→ Consegne:
• A. Rispondi alle domande seguenti in base al testo su Danyar.
(i) Quanti anni ha Danyar?
(ii) Quale cooperativa gestisce il centro d'accoglienza San Francesco?
(iii) Quali due corsi ha frequentato Danyar nel centro d'accoglienza?
• B. Prosegui il testo su Danyar a partire dall'ultima frase riportata.

“Chi sceglie di affidarsi a un ragazzo iracheno, profugo e persino gay?“. Questa la domanda che si pone DanyarStar. Proveniente dall’Iraq, 29 anni, è fuggito dal suo Paese di origine perché l’omosessualità è reato. Rischiava di essere frustato o ucciso, in un territorio dove l’ISIS ancora oggi domina.
Ha scelto di scappare due anni fa, dopo che suo fratello lo ha colpito alla testa con un coltello. Dopo tutte le discriminazioni. E la paura di morire. Da un anno, risiede al centro d’accoglienza San Francesco, gestito dalla cooperativa Medihospes, a Roma, come rifugiato politico con protezione internazionale. Qui però non ci può più stare, ma non riesce a trovare un lavoro serio per essere autonomo.
Il tempo di permanenza era già scaduto a marzo, ma la data è stata posticipata per il Covid 19. Ma trovare un vero lavoro sembra impossibile.
Un inferno sia in Iraq che nel centro d’accoglienza
Danyar ha scoperto una nuova vita nel centro d’accoglienza. Ha fatto un corso di italiano per conoscere la lingua, poi un corso professionale per pizzaioli. Entrambi conclusi con successo. E per Danyar, il sogno che si porta dentro dall’Iraq sembra più vicino: fare il cuoco.
Ma se non è più in pericolo di vita, le discriminazioni e l’omofobia non sono mai finite. E provengono dagli stessi profughi, nella maggior parte provenienti da paesi dell’Africa subsahariana, dove l’omosessualità è un reato.

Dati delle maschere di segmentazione
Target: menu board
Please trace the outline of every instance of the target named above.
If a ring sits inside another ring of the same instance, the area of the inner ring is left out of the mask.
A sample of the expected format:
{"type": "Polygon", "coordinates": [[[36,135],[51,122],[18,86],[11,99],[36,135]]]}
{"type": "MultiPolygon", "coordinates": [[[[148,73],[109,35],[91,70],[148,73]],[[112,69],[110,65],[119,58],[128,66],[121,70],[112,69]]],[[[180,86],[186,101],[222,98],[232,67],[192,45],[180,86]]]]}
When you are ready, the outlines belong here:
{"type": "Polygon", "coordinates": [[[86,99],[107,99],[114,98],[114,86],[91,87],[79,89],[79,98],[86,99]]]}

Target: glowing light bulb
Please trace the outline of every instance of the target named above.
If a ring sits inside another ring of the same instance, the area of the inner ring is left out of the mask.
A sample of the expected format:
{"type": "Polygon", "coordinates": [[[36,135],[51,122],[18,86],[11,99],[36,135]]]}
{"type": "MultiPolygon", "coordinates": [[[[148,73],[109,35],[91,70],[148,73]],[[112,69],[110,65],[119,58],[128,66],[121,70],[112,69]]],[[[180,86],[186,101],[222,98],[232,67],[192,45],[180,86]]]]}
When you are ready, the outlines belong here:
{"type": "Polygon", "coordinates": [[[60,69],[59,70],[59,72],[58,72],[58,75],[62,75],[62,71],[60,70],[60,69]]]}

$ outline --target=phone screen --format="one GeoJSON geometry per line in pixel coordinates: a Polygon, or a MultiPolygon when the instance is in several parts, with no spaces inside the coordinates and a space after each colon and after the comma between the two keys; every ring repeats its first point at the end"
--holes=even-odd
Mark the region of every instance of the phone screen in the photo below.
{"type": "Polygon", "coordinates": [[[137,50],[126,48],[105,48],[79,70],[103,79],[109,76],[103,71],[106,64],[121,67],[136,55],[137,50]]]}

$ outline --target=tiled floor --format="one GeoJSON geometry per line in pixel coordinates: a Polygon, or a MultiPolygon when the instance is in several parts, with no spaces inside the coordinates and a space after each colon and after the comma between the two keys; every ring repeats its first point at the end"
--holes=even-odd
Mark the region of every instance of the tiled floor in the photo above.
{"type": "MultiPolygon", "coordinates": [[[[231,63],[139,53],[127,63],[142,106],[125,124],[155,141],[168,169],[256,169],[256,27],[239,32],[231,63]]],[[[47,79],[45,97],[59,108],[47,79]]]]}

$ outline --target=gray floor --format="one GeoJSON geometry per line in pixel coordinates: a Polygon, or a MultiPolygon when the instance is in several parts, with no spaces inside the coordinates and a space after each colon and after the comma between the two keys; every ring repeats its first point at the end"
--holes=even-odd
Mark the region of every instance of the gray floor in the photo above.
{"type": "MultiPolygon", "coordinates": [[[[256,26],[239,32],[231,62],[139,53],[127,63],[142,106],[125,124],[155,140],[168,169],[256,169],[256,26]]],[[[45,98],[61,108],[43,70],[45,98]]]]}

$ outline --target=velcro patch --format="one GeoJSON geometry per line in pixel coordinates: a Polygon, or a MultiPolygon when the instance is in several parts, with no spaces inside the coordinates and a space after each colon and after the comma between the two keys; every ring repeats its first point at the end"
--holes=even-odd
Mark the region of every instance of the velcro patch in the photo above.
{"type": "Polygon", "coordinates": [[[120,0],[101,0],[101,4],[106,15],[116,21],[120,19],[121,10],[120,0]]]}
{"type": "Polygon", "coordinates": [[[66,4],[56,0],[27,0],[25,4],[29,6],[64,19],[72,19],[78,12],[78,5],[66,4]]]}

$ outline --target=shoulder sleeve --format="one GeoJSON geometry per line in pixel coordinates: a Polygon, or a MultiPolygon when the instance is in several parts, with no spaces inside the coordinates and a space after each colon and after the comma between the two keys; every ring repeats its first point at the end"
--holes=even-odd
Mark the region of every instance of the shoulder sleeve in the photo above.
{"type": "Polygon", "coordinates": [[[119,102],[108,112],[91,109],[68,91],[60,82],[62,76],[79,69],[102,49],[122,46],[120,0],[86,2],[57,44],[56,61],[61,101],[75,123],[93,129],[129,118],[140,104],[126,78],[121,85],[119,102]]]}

→ Soluzioni:
• A.
(i) 29 anni.
(ii) La cooperativa Medihospes.
(iii) Un corso di italiano e un corso professionale per pizzaioli.

• B.
Per loro sono “diverso”. Mi insultano, mi minacciano, una volta sono entrati nella mia stanza mettendo tutto sottosopra. Devo sempre guardarmi le spalle e non posso stare tranquillo nemmeno quando dormo.
Questa è la situazione di Danyar, raccontata al Corriere.it. Il ragazzo 29enne al momento si ritrova solo, senza alcun aiuto se non i sussidi dello Stato. Molti dei suoi compagni si accontentano di lavorare in nero (secondo la Fondazione Moressa, sono 630.000 gli immigrati lavoratori in nero, per un valore di 15 miliardi di euro), per andarsene poi in Germania o in Francia, dove hanno amici o parenti che li aiutano a inserirsi.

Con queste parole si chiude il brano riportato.